Required tasks:
A - In the phage display study summary, what supporting evidence backs the conclusion that the method can enrich for specific protein sequences but runs into trouble with bacterial mimotopes? Answer in one to three sentences.
B - Extract the passage of the phage display study summary from "Primary Institution: University" up to and including "human genomic regions?".

Selected text:
Mimotopes and proteome analyses using human genomic and cDNA epitope phage display
2002

Using Phage Display to Analyze Human Proteins

Sample size: 2000000 publication 20 minutes Evidence: moderate

Author Information

Author(s): B. P. Mullaney, J. D. Marks, M. G. Pallavicini

Primary Institution: University of California at San Francisco

Hypothesis

Can phage display strategies effectively identify coding exon sequences from human genomic regions?

Conclusion

The study demonstrates that phage display can enrich for specific protein sequences, although it also reveals challenges with bacterial mimotopes.

Supporting Evidence

  • Phage display libraries were constructed from a 50 kb human P1 clone.
  • Significant enrichment of specific sequences was observed after antibody selection.
  • Unexpectedly, many clones contained E. coli genomic sequences.

Takeaway

Scientists used a special method to find important parts of human genes, but they found some confusing pieces from bacteria too.

Data provided:

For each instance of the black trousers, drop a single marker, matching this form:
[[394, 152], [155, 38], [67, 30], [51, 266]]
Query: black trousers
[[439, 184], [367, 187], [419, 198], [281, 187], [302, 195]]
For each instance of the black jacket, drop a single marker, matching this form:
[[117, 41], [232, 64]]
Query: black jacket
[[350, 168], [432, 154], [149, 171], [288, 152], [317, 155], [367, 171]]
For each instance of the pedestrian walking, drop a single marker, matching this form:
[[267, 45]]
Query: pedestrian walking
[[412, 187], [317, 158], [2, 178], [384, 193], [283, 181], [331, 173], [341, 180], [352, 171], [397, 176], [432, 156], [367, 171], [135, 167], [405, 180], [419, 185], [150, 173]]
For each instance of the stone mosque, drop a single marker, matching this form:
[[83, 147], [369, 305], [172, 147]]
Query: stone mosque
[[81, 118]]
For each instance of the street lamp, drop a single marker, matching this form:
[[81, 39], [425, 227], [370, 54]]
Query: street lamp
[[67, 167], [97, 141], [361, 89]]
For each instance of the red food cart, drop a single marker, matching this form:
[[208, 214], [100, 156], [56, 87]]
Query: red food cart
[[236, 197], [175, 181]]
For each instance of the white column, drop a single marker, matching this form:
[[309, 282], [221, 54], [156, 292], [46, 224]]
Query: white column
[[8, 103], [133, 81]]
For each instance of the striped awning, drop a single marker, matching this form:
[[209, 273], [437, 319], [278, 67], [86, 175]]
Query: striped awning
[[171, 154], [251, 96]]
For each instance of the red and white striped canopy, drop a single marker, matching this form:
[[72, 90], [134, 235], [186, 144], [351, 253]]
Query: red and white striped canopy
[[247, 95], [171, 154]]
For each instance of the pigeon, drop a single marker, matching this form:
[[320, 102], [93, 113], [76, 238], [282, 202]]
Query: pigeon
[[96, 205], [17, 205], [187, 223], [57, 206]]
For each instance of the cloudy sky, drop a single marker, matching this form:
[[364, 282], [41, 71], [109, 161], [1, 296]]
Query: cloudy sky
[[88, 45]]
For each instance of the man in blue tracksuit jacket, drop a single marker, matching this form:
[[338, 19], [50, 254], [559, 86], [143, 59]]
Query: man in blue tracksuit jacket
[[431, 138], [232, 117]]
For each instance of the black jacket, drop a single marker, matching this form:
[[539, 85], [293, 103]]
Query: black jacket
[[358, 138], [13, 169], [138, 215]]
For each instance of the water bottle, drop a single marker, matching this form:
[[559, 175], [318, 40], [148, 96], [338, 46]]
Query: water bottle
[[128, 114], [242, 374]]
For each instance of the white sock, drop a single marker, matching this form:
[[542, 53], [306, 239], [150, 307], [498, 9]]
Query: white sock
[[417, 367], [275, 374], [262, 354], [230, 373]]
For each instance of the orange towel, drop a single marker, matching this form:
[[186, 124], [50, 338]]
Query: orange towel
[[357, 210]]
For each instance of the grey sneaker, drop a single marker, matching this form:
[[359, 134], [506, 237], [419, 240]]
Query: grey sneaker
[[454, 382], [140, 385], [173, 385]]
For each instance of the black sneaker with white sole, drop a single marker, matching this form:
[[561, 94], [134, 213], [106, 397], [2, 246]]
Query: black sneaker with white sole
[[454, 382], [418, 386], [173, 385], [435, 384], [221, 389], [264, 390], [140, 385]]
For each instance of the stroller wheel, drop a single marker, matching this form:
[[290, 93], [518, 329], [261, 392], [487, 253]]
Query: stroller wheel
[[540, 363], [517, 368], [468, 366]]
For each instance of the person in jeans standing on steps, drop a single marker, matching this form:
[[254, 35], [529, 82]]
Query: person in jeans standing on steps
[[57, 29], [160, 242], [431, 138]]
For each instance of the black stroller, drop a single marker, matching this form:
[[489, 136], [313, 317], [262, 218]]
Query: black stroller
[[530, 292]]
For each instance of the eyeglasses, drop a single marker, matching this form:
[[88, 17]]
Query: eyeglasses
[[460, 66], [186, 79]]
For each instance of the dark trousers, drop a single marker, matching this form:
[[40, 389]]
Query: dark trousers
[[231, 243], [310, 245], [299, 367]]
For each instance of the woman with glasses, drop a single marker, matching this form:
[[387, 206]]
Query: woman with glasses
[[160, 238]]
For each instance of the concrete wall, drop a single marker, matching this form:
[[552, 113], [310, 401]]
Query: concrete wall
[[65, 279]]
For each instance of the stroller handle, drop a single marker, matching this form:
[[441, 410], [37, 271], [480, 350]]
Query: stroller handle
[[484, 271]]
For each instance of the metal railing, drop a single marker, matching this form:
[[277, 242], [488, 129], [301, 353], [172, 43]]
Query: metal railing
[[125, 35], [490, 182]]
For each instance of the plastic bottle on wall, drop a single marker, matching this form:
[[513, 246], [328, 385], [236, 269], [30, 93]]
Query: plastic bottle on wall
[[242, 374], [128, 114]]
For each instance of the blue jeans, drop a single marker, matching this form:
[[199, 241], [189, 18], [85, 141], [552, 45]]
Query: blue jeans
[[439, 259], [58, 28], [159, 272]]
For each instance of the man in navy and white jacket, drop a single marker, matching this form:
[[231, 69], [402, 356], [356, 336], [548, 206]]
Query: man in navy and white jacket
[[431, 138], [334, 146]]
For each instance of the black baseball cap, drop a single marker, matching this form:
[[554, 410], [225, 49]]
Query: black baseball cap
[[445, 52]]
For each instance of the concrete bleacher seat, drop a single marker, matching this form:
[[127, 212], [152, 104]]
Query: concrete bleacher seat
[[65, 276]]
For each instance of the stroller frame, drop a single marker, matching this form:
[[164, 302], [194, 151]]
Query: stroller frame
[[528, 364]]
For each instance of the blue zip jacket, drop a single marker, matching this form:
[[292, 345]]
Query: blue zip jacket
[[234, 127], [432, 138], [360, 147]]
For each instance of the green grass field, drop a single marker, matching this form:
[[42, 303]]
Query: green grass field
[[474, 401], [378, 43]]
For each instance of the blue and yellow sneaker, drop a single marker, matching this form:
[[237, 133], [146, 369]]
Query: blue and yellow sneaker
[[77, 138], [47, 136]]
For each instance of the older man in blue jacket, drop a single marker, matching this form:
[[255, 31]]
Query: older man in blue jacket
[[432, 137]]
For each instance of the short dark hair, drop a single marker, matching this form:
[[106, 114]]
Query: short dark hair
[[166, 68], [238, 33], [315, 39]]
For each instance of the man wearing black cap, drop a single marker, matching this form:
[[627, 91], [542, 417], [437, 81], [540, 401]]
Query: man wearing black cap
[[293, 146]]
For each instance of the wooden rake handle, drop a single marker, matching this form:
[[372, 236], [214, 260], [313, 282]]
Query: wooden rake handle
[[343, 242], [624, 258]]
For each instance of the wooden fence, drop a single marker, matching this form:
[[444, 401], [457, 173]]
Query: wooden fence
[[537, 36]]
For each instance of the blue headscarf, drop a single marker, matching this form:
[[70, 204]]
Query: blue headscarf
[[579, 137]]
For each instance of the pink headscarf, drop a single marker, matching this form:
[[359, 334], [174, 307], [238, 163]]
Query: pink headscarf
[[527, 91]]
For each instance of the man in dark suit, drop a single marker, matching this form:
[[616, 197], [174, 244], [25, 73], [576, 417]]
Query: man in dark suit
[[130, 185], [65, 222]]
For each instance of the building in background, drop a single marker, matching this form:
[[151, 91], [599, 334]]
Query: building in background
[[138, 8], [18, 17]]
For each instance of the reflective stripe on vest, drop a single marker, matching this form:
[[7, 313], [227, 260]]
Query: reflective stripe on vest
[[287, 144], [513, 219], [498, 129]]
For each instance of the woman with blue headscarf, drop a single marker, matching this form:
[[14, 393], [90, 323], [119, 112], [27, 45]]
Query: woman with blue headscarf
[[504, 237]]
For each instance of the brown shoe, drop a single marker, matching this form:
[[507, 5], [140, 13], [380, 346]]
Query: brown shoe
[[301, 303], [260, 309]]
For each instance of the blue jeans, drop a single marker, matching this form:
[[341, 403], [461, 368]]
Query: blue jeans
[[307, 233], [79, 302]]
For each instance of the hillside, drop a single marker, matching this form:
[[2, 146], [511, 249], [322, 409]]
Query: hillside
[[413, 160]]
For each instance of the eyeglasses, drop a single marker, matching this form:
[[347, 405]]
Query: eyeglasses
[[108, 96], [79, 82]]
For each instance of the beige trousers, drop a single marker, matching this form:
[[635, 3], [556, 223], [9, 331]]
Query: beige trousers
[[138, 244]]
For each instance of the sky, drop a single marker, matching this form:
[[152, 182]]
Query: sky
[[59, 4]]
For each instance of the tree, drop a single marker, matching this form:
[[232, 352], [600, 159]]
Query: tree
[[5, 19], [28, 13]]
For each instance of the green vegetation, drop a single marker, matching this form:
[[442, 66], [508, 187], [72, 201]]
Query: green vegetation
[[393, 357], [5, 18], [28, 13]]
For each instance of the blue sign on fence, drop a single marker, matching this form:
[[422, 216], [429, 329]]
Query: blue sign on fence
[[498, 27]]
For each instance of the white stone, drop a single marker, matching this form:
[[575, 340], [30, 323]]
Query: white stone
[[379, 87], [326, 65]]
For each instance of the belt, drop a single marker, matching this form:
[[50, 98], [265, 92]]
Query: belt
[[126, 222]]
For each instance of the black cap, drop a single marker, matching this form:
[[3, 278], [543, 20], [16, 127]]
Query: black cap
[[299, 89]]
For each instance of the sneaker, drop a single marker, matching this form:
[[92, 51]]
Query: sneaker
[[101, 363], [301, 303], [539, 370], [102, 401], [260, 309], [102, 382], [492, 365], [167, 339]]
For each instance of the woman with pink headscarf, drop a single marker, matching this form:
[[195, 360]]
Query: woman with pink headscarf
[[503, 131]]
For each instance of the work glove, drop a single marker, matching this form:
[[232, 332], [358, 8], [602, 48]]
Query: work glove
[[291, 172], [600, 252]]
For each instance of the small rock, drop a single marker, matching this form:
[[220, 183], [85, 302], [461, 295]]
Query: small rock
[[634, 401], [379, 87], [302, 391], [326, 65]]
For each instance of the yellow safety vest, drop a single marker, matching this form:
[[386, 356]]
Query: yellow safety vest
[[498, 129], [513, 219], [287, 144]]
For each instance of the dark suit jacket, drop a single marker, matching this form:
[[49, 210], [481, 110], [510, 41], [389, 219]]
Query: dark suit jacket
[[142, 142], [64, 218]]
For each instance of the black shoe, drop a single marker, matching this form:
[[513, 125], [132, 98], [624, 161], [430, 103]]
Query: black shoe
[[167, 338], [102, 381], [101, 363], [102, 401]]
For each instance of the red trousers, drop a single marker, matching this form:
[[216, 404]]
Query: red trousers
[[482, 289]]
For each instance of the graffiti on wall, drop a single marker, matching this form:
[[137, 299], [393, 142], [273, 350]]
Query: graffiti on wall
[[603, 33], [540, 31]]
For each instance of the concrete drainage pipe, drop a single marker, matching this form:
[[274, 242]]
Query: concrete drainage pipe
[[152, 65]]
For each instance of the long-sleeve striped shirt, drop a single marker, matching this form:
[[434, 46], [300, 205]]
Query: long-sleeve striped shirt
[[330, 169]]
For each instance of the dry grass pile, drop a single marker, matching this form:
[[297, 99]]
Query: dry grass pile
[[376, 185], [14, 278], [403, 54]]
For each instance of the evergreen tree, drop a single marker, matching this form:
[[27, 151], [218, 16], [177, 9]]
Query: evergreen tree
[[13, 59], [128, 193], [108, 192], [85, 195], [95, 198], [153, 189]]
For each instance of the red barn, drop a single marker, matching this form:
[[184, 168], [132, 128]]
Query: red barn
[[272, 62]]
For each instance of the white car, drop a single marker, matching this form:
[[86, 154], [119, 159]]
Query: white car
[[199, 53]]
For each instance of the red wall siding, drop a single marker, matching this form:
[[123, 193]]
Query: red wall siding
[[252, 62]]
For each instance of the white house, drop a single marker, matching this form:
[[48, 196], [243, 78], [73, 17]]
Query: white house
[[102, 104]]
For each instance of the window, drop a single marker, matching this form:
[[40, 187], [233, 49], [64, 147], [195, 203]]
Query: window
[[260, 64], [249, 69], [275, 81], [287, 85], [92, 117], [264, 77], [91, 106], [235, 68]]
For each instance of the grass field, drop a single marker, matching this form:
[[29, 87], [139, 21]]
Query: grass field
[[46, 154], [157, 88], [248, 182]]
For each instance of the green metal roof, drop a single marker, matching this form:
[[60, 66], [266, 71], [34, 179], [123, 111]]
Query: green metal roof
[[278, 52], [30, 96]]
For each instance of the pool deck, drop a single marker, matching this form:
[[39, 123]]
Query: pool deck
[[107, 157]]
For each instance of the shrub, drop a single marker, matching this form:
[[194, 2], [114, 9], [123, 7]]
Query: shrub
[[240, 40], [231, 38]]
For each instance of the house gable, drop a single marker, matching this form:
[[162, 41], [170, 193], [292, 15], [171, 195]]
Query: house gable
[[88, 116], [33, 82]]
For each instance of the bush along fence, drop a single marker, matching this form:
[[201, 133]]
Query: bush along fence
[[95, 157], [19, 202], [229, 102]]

Task-by-task outputs:
A - Significant enrichment of specific sequences was seen after antibody selection, which supports the enrichment claim. The trouble with bacterial mimotopes is supported by the unexpected finding that many clones contained E. coli genomic sequences.

B -
Primary Institution: University of California at San Francisco

Hypothesis

Can phage display strategies effectively identify coding exon sequences from human genomic regions?